» YOUR ASSIGNMENT: Reproduce exactly, and nothing but, the lines between the one with "210, row 87." and the end of the entries, both ends included.

» Stored dataset items:
+--

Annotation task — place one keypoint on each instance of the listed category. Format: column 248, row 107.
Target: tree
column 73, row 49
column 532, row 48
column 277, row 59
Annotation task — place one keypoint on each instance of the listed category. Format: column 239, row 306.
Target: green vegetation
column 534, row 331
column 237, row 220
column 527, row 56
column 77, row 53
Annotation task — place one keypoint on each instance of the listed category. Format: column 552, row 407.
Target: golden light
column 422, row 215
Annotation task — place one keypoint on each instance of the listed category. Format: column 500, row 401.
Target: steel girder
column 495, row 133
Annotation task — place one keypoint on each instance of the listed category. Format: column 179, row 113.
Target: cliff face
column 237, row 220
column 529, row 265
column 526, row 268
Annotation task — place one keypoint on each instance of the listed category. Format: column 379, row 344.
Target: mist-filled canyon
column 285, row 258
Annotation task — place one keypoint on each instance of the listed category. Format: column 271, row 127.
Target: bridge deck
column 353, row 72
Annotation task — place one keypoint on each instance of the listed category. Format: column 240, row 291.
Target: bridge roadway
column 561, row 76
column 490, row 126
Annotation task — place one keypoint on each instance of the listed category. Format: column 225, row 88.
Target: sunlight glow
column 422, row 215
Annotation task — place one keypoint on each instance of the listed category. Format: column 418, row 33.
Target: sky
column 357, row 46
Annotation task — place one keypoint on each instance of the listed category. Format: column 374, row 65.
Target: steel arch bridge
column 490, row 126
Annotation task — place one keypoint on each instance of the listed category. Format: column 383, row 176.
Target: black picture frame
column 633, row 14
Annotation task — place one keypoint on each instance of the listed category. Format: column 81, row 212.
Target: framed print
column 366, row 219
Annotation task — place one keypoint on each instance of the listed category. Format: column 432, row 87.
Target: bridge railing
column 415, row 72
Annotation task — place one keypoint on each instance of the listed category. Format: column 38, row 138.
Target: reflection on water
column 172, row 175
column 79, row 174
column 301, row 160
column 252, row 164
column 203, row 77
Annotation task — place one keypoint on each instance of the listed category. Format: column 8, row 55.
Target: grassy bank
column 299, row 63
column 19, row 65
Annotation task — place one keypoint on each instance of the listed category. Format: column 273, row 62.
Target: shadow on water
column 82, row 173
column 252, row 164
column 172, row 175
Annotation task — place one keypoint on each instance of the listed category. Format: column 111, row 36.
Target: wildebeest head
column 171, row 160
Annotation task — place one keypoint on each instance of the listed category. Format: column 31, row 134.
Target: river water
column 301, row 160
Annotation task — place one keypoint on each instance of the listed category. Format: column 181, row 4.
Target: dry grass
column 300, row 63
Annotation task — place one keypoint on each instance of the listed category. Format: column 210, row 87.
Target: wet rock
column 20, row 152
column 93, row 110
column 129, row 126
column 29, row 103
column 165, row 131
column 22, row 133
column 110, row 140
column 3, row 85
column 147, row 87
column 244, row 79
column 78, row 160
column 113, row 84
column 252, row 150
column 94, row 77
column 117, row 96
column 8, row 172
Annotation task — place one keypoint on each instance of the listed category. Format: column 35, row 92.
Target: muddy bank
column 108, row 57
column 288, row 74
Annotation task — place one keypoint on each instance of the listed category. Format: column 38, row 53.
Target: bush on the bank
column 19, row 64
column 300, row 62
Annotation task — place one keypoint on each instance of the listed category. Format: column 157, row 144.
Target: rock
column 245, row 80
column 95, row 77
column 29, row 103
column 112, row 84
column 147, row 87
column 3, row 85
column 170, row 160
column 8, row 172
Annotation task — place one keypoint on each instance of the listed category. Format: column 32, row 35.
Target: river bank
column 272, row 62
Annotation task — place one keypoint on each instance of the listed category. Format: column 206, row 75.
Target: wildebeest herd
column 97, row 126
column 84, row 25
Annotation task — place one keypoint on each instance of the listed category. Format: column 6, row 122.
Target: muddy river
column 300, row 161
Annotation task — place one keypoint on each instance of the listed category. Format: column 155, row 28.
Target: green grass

+--

» SOLVED EXERCISE:
Annotation task — place one keypoint on each instance of the listed category. Format: column 210, row 87.
Target: wet rock
column 20, row 152
column 93, row 110
column 129, row 126
column 29, row 103
column 165, row 131
column 22, row 133
column 110, row 140
column 3, row 85
column 147, row 87
column 244, row 79
column 78, row 160
column 113, row 84
column 252, row 150
column 94, row 77
column 117, row 96
column 8, row 172
Annotation task — place one keypoint on each instance of the listed category. Format: column 35, row 92.
Target: muddy bank
column 108, row 57
column 288, row 74
Annotation task — place one keypoint on each instance of the listed category. Format: column 38, row 53.
Target: bush on the bank
column 19, row 64
column 300, row 62
Annotation task — place one keypoint on each instance of the listed category. Format: column 157, row 144.
Target: rock
column 245, row 80
column 95, row 77
column 29, row 103
column 112, row 84
column 147, row 87
column 3, row 85
column 170, row 160
column 8, row 172
Annotation task — place one keypoint on each instance of the listed category. Format: column 32, row 35.
Target: river bank
column 272, row 62
Annotation task — place one keypoint on each instance of the listed category. Format: column 206, row 75.
Target: wildebeest herd
column 97, row 126
column 84, row 25
Annotation task — place one keypoint on each instance of the listed category. Format: column 6, row 122.
Target: muddy river
column 300, row 161
Annotation task — place one keypoint on each instance of the listed category. Format: column 155, row 28.
Target: green grass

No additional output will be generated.